Görev = Aşağıdaki kayıtların tüm satırlarını hiçbir değişiklik yapmadan yeniden yazın. Resimleri yanıta koymayın.

====

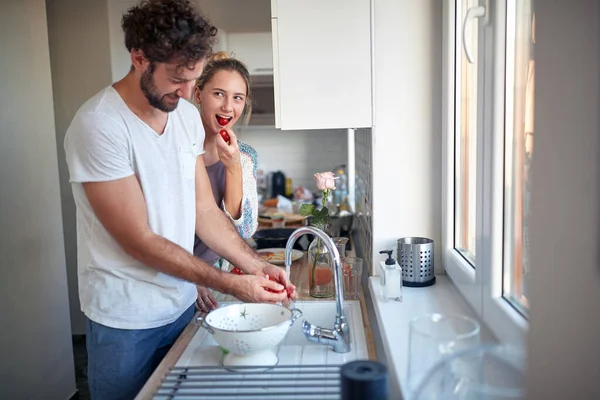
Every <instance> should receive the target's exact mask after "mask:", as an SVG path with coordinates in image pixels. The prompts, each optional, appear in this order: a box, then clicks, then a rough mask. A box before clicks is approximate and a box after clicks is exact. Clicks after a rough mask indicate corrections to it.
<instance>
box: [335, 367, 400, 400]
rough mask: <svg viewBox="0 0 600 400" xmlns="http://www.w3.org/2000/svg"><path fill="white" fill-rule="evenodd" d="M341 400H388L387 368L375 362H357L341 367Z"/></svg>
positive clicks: (340, 373) (387, 375)
mask: <svg viewBox="0 0 600 400" xmlns="http://www.w3.org/2000/svg"><path fill="white" fill-rule="evenodd" d="M340 374H341V382H340V384H341V394H342V400H365V399H368V400H388V372H387V367H386V366H385V365H383V364H381V363H379V362H377V361H370V360H357V361H352V362H349V363H347V364H344V365H342V368H341V371H340Z"/></svg>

====

Problem çözümü =
Every <instance> should receive the target's exact mask after "mask:", as an SVG path with coordinates in image pixels. The prompts, each optional, appear in this order: a box, then clicks, then a rough mask. A box before clicks is approximate and a box after clicks is exact. Clicks after a rough mask indicate corrections to it.
<instance>
box: [335, 367, 400, 400]
rough mask: <svg viewBox="0 0 600 400" xmlns="http://www.w3.org/2000/svg"><path fill="white" fill-rule="evenodd" d="M341 400H388L387 368L375 362H357L341 367Z"/></svg>
positive clicks: (340, 373) (387, 375)
mask: <svg viewBox="0 0 600 400" xmlns="http://www.w3.org/2000/svg"><path fill="white" fill-rule="evenodd" d="M340 374H341V382H340V384H341V394H342V400H365V399H368V400H388V372H387V367H386V366H385V365H383V364H381V363H379V362H377V361H370V360H357V361H352V362H349V363H347V364H344V365H342V368H341V371H340Z"/></svg>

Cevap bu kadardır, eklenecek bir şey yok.